┌──

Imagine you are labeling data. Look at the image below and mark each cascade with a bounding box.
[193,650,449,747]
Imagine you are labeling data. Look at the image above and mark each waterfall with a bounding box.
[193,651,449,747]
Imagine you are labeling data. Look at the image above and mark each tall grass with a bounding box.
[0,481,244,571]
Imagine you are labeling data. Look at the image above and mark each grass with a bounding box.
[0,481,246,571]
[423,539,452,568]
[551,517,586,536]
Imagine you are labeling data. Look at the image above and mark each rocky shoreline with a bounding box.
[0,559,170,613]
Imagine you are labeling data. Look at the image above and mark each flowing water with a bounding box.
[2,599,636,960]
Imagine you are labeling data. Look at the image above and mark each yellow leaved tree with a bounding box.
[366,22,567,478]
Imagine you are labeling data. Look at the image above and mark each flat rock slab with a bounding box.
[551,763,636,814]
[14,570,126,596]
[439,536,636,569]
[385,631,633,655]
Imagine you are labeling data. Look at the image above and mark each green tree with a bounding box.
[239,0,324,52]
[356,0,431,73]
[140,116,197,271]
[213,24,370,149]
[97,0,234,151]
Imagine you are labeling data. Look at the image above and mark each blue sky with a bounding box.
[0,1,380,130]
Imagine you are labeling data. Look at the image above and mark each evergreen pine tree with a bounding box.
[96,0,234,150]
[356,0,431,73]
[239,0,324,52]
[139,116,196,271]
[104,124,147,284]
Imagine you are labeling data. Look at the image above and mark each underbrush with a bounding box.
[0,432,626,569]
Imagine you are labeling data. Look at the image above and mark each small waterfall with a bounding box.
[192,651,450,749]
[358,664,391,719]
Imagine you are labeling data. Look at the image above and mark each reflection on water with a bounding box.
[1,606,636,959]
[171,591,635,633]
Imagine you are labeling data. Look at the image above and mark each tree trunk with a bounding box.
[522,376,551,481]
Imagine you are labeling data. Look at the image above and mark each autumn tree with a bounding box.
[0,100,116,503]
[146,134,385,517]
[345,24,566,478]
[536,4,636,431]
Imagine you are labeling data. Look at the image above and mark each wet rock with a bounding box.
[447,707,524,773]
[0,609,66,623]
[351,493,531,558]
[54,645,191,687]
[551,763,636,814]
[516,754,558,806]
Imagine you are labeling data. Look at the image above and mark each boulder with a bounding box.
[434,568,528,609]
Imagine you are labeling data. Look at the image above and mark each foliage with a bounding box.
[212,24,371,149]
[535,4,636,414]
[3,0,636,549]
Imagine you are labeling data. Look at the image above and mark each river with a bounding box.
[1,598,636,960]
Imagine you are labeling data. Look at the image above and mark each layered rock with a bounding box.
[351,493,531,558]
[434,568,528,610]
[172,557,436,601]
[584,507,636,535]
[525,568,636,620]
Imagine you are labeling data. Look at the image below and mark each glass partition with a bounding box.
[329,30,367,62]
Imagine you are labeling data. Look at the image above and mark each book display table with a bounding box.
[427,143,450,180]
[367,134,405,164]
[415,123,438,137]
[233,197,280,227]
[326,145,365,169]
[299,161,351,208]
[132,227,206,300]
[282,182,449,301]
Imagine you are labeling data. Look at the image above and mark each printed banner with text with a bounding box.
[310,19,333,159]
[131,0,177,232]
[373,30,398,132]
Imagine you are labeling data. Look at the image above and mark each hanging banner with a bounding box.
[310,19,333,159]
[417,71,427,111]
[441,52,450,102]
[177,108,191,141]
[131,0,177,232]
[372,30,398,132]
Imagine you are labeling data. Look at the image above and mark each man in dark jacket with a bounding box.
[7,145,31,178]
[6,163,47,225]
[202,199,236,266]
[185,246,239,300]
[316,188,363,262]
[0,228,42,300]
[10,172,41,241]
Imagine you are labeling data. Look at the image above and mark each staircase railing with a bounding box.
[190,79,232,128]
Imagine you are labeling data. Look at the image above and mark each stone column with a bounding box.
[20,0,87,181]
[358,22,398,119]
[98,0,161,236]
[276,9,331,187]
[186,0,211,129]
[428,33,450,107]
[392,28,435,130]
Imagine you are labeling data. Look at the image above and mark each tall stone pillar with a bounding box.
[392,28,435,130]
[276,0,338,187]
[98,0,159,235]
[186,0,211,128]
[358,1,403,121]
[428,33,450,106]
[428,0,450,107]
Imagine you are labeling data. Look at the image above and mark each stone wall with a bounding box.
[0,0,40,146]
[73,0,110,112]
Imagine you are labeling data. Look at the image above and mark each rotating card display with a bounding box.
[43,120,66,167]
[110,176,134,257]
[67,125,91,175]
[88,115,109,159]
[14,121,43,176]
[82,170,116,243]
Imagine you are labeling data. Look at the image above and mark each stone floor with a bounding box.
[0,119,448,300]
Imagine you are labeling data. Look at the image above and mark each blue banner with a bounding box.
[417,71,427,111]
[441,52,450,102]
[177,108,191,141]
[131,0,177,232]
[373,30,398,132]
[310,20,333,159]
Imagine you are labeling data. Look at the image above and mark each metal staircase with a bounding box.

└──

• REQUIRED WORK
Each record above should be repeated exactly.

• FINISHED EXERCISE
Imagine you are labeling data. Look at the image below and mark each cascade with a bounding box.
[193,650,449,747]
Imagine you are labeling data. Look at the image above and mark each waterfall with a bounding box.
[193,651,449,747]
Imagine you are labeling data. Look at the image above and mark each tall grass with a bounding box.
[0,481,244,571]
Imagine you are labeling data. Look at the image above and mark each grass with a bounding box.
[0,481,246,571]
[423,539,452,568]
[551,517,586,536]
Imagine you are labeling data. Look at the image above and mark each rocky shoreline with a bounding box.
[0,559,170,613]
Imagine you are labeling data. Look at the image above and mark each flowing water with a bounding box.
[2,599,636,960]
Imagine you are labeling data. Look at the image above and mark each yellow leaved tree with a bounding box.
[366,22,567,478]
Imagine you are labeling data. Look at the image above and mark each flat rock slab with a bounding box.
[551,763,636,814]
[14,570,126,596]
[439,536,636,569]
[385,631,633,655]
Imagine you are labeling data. Look at the image above and mark each green tree with a bounding box.
[239,0,324,52]
[356,0,431,73]
[140,116,197,271]
[213,24,370,149]
[97,0,234,151]
Imagine you are labeling data. Look at the image above and mark each blue sky with a bounding box.
[0,1,380,130]
Imagine you are labeling data. Look at the image above and mark each evergreen pine tree with a bounding box.
[96,0,234,150]
[356,0,431,73]
[239,0,324,52]
[139,116,196,271]
[104,124,147,284]
Imagine you are labeling data. Look at the image above and mark each underbrush with a bounding box.
[0,432,626,569]
Imagine you are labeling data. Look at the image above and mark each small waterfall with a bounding box.
[192,651,450,749]
[358,664,391,719]
Imagine you are labeling data. Look at the image above and mark each reflection on water with a bounding box.
[1,606,636,959]
[171,591,635,633]
Imagine you are labeling data. Look at the image above and mark each tree trunk with a bounding box.
[522,376,551,481]
Imagine you are labeling data. Look at the image above and mark each autumn tree with a bounding box.
[0,100,116,503]
[146,134,385,517]
[345,24,566,478]
[536,4,636,431]
Imagine you are labeling data. Look at the image above and mark each wet rock with a bounding box.
[447,707,524,773]
[0,609,66,623]
[351,493,531,558]
[54,645,191,687]
[551,763,636,814]
[516,754,558,806]
Imagine you are labeling data. Look at the image above and mark each boulder with a bounding box.
[434,568,528,609]
Imagine you are labeling data. Look at the image above and mark each foliage with a bounding box.
[212,24,371,149]
[535,4,636,414]
[3,0,636,549]
Imagine you are labeling data. Look at the image above and mark each river with a bounding box.
[1,598,636,960]
Imagine you are labeling data. Look at the image above and mark each layered rock with a bounding box.
[351,493,531,558]
[434,568,528,610]
[172,557,436,601]
[584,507,636,535]
[525,568,636,620]
Imagine you are labeling data. Look at the image below and mark each glass partition with a bounding box.
[329,30,367,62]
Imagine you are labeling data. Look at the image above and mark each book display table with a bounding box.
[427,143,450,180]
[367,134,405,164]
[415,123,438,137]
[233,197,280,227]
[326,145,365,169]
[299,161,351,208]
[132,227,206,300]
[282,182,449,301]
Imagine you are labeling data. Look at the image above and mark each printed banner with text with a bounding box.
[310,19,333,159]
[131,0,177,232]
[373,30,398,132]
Imagine you are labeling data. Look at the image above and mark each hanging banner with a bounding box.
[310,19,333,159]
[417,71,427,111]
[441,52,450,102]
[177,108,191,141]
[131,0,177,232]
[372,30,398,132]
Imagine you are labeling data. Look at the image above and mark each man in dark jacket with a bounding box.
[7,145,31,178]
[6,163,47,225]
[202,199,236,266]
[185,246,239,300]
[316,188,363,262]
[0,228,42,300]
[10,172,41,241]
Imagine you are labeling data. Look at the image above and mark each staircase railing with a bounding box.
[190,79,232,128]
Imagine you are labeling data. Look at the image above and mark each stone column with a bounding box.
[20,0,87,181]
[358,22,398,119]
[98,0,161,236]
[276,9,331,187]
[186,0,211,129]
[428,33,450,107]
[392,28,435,130]
Imagine you are labeling data. Look at the image above and mark each tall stone pillar with a bounding box.
[392,28,435,130]
[276,0,338,187]
[98,0,159,235]
[186,0,211,128]
[358,1,403,121]
[428,33,450,106]
[428,0,450,107]
Imagine you are labeling data. Look at the image above and mark each stone wall with a bounding box.
[0,0,40,146]
[73,0,110,112]
Imagine you are labeling data. Look at the image above and mark each rotating card display with a bounding box.
[43,120,66,167]
[110,176,134,257]
[67,125,91,175]
[88,115,109,159]
[14,121,43,176]
[82,170,116,243]
Imagine you are labeling data. Look at the image above and mark each stone floor with a bounding box.
[0,119,448,300]
Imagine you are labeling data. Look at the image above and mark each blue banner with a bounding box.
[417,71,427,111]
[441,52,450,102]
[177,108,191,141]
[131,0,177,232]
[373,30,398,132]
[310,20,333,159]
Imagine you are labeling data. Look at the image above and mark each metal staircase with a bounding box.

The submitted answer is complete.